# Exercise goal
Provide again, from the entries below, every line from the one containing "target | flower stem" through the one containing "task | one point per instance, each pair like [207, 316]", exactly as written, and no other line.

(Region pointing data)
——————
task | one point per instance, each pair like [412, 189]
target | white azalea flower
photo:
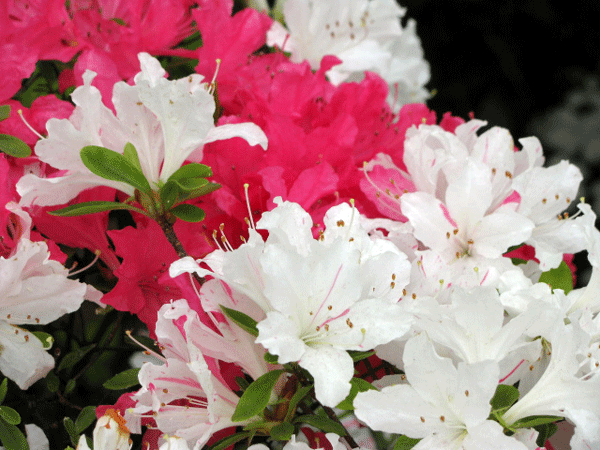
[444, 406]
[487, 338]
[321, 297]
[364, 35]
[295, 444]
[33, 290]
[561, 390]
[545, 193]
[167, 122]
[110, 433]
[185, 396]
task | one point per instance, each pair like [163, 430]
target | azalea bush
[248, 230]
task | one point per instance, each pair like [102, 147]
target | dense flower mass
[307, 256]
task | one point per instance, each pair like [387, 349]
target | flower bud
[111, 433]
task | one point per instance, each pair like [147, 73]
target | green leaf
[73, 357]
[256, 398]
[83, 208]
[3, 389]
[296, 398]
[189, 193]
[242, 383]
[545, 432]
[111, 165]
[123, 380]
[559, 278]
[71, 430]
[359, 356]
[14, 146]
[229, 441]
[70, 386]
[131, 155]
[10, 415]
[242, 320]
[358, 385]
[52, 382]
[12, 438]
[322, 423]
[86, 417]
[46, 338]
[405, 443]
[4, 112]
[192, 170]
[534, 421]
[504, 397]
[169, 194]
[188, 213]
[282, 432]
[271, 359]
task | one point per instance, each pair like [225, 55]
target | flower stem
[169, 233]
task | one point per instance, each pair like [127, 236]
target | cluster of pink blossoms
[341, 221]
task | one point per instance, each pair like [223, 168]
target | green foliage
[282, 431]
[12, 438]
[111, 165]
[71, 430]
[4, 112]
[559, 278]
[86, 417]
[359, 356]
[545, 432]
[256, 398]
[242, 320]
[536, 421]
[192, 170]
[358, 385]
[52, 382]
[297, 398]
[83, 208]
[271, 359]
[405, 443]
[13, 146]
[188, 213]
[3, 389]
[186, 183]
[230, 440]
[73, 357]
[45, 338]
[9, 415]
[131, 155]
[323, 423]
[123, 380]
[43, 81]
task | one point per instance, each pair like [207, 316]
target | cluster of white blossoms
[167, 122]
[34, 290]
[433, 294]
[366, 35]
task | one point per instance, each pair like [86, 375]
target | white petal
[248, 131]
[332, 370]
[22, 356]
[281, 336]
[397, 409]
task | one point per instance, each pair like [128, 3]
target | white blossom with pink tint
——————
# Response
target | flower stem
[169, 233]
task | one point per instance, each pair like [127, 236]
target | cluster of pink blossoms
[341, 221]
task | one point per instance, each pair like [223, 168]
target | green foliage
[282, 431]
[12, 438]
[111, 165]
[71, 430]
[4, 112]
[559, 278]
[86, 417]
[359, 356]
[545, 432]
[256, 398]
[242, 320]
[536, 421]
[192, 170]
[358, 385]
[52, 382]
[297, 398]
[83, 208]
[271, 359]
[405, 443]
[13, 146]
[188, 213]
[3, 389]
[186, 183]
[230, 440]
[73, 357]
[45, 338]
[9, 415]
[131, 155]
[323, 423]
[123, 380]
[43, 81]
task | one point per instance, each pair like [207, 316]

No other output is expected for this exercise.